DATA TO PROCESS:
┄┄┄┄┄┄┄┄┄┄┄┄┄┄┄┄┄┄┄┄

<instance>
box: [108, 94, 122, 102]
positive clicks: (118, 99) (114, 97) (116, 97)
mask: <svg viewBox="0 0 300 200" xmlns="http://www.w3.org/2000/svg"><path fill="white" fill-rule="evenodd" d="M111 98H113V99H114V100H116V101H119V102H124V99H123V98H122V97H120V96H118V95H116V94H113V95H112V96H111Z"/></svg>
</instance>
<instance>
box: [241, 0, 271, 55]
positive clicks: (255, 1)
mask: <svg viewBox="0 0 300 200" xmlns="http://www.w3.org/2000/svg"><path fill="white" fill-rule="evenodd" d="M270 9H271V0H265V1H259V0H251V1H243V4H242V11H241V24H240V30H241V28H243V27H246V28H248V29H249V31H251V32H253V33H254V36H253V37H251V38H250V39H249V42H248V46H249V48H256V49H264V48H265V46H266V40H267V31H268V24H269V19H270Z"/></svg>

┄┄┄┄┄┄┄┄┄┄┄┄┄┄┄┄┄┄┄┄

ACTIVITY:
Start at the line holding "positive clicks: (118, 99)" and retype each line through the end of the material above, both included.

RESULT FOR THIS TASK:
positive clicks: (118, 99) (114, 97) (116, 97)
mask: <svg viewBox="0 0 300 200" xmlns="http://www.w3.org/2000/svg"><path fill="white" fill-rule="evenodd" d="M111 98H113V99H114V100H116V101H119V102H124V99H123V98H122V97H120V96H118V95H116V94H113V95H112V96H111Z"/></svg>
</instance>
<instance>
box: [241, 0, 271, 55]
positive clicks: (255, 1)
mask: <svg viewBox="0 0 300 200" xmlns="http://www.w3.org/2000/svg"><path fill="white" fill-rule="evenodd" d="M270 9H271V0H265V1H259V0H251V1H243V4H242V11H241V24H240V30H241V28H243V27H246V28H248V29H249V31H251V32H253V33H254V36H253V37H251V38H250V39H249V42H248V46H249V48H256V49H264V48H265V46H266V40H267V31H268V24H269V19H270Z"/></svg>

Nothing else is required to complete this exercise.